Texte proposé:
↓

On me dit qu'ils radotent, qu'ils ratiocinent : peut-être, mais pas
plus que les hommes politiques et les experts ou stars à la radio et
à la télé. Et au moins, eux, ils sont humains ! Ils sont ce que
nous sommes.
J'ai
toujours aimé les "vieux". J'en ai rencontré tant dans ma
vie, de ces fortes personnalités qui ont plein de choses à nous
apprendre, ne serait-ce qu'à renouer le fil de l'Histoire avec un
grand H, à ne pas vivre dans l'instantanéité perpétuelle, à ne
pas oublier d'où nous venons. Je pense à ma grand-mère, maternelle
bien sûr, qui vivait chez nous et qui m'a appris à vivre, à ce
vieux paysan gersois, auteur de quelques livres émouvants et très
réussis, à la vieille dame de Montmorillon et au voyage initiatique
qu'elle me raconta avoir fait avec son grand-père à l'âge de seize
ans à travers l'Europe et la Méditerranée des années 30 (« Quand
je suis revenue, me dit-elle, j’ai su que je n’aurais plus jamais
peur de ma vie »), à mes vieux amis poètes de Poitiers qui
ont l'âge de mes parents (qui, eux, sont morts) et que j'aime
infiniment, tant ils m'apportent la paix intérieure (ils me
surnomment le "gamin !"), à la globe-trotteuse rencontrée
sur un cargo et qui m'a appris à voyager léger, à la sœur de lait
d'Henri Bosco qui devait bien avoir 90 ans, rencontrée lors de
vacances à vélo parce que n'ayant plus d'eau, nous avons frappé à
sa porte, qu'elle nous a accueillis, ma femme et moi, et nous a
raconté sa vie, on y a passé l'après-midi, et à toutes ces
rencontres étonnantes que j'ai faites au hasard de mes
pérégrinations, en France ou à l'étranger.
Ne
nous laissons pas embobiner par ces prétendues invitations
"spéciales seniors" et trouvons par nous-mêmes ce que
l'on désire : les rencontres "en vrai", en faisant
confiance au hasard, au pouvoir du regard, de la parole, du toucher
aussi (chaque fois que j'allais la voir, ma mère, à 88 ans, me
disait : "serre-moi fort dans tes bras, tu sais, je n'ai plus
personne qui me touche !"), de la musique et de la littérature
(le plaisir de lire à haute voix à ceux qui ne peuvent plus lire,
ce qui était le cas de ma mère, atteinte de DMLA, ou qui est le cas
des tout-petits ne sachant pas encore lire).
Ayons
l'âme enchantée, pour reprendre l'expression du beau titre de
Romain Rolland. Le monde sera meilleur...
Et, si j'ai repris en exergue le beau vers de Marcelle Delpastre (tiré de Montaigne, d'ailleurs), c'est parce que s'enseigner à mourir, c'est s'enseigner à vivre, tout simplement.

↑

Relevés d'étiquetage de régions
↓

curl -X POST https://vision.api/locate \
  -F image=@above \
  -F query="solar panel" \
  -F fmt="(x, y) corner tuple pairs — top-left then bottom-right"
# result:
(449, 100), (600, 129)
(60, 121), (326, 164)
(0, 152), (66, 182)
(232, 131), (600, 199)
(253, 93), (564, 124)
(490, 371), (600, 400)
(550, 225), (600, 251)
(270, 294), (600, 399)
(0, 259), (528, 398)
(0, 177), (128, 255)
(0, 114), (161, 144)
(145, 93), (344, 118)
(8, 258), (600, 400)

↑

Exercices proposés:
1. Recopiez à l'identique, dans le texte sur les personnes âgées, le passage qui va de « Et, si j'ai » jusqu'à « vivre, tout simplement. ».
2. Retranscrivez fidèlement chacune des lignes des entrées d'étiquetage de régions, sans en omettre aucune.
Le texte et les entrées sont sans rapport l'un avec l'autre.

Réponses aux exercices:
1.
Et, si j'ai repris en exergue le beau vers de Marcelle Delpastre (tiré de Montaigne, d'ailleurs), c'est parce que s'enseigner à mourir, c'est s'enseigner à vivre, tout simplement.

2.
curl -X POST https://vision.api/locate \
  -F image=@above \
  -F query="solar panel" \
  -F fmt="(x, y) corner tuple pairs — top-left then bottom-right"
# result:
(449, 100), (600, 129)
(60, 121), (326, 164)
(0, 152), (66, 182)
(232, 131), (600, 199)
(253, 93), (564, 124)
(490, 371), (600, 400)
(550, 225), (600, 251)
(270, 294), (600, 399)
(0, 259), (528, 398)
(0, 177), (128, 255)
(0, 114), (161, 144)
(145, 93), (344, 118)
(8, 258), (600, 400)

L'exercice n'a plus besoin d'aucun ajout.